— begin —
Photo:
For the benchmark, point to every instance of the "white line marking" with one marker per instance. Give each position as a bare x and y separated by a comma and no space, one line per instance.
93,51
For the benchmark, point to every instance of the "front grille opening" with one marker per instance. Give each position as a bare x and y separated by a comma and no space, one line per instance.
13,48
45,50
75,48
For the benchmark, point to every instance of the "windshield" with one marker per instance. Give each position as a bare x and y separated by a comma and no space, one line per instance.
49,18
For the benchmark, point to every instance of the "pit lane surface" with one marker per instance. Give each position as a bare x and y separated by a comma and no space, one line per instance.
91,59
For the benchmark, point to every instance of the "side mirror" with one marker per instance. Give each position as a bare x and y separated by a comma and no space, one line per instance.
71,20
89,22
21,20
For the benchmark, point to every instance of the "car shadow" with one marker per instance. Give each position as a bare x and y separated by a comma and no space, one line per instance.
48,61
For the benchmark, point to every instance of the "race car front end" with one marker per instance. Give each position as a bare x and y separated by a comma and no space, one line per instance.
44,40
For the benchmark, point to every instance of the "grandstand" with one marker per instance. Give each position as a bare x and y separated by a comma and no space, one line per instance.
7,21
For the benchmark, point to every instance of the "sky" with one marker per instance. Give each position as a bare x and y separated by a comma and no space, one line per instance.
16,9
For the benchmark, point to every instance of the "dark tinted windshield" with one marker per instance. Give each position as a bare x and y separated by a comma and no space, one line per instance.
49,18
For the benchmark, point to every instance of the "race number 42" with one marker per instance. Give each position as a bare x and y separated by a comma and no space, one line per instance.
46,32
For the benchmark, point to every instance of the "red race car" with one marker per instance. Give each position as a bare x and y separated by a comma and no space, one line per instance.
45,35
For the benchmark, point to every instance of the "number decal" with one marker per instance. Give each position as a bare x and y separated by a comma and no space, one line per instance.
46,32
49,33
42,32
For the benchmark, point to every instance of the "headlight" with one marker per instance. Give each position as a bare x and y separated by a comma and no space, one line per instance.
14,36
— end —
Exactly reproduce every line found in the records.

__Task output__
Photo:
For the benchmark, point to every instance of the "white line marking" with one marker per instance. Give each position as a bare x and y separated by a comma and no space, one line per instance.
93,51
For the benchmark, point to every instance of the "front grille opening" with one marker per instance. Give each position as a bare x and y separated by a comma and no space, one line per instance.
13,48
45,50
75,48
For the benchmark, point to every instance of the "windshield" with one marker per instance. Give each position as a bare x and y separated by a comma and no space, one line per instance.
49,18
For the benchmark, point to every instance of the "pit lane surface" with one marker per instance. Give each position as a bare x and y separated by a comma and no space, one line per instance.
91,59
For the benchmark, point to every instance of the "side mirror" with one marker per instance. Give each position as a bare x and y separated by a comma and no space, one line per instance.
71,20
89,22
21,20
For the benchmark, point to every instance of the "car shadow" with one marker per instance. Give each position as a bare x and y separated by a comma and no space, one line per instance.
48,61
For the benchmark, point to every instance of the "race car front end" with one marker per instance. Give each position as a bare x and y separated by a comma and no space, one line per instance.
44,40
For the benchmark, point to every instance of the "grandstand" with one marker per instance. Give each position as a bare x and y separated by a comma and no space, one line per instance.
7,21
For the benchmark, point to every instance of the "sky" with one marker per instance. Give each position as a bare x and y separated by a comma and no space, one line per instance.
16,9
For the benchmark, point to every instance of the "dark tinted windshield" with one marker per instance. Give each position as a bare x and y separated by a comma and no space, one line per instance.
49,18
For the benchmark, point to every instance of the "race number 42" with one marker per instance. Give each position as a bare x and y separated by a comma and no space, one line per instance.
46,32
For the benchmark, point to every instance of the "red race car" with one marker per instance. Give each position as a bare x and y separated by a comma and no space, one line per instance.
45,35
For the benchmark, point to every instance of the "number decal" with one marker per instance. Give each position as a bare x and y separated by a comma and no space, one line per instance.
46,32
49,33
42,32
For the benchmark, point to every instance of the "headlight" with one marker per instance. Give each position as a bare x and y separated by a comma and no space, one line per instance.
14,36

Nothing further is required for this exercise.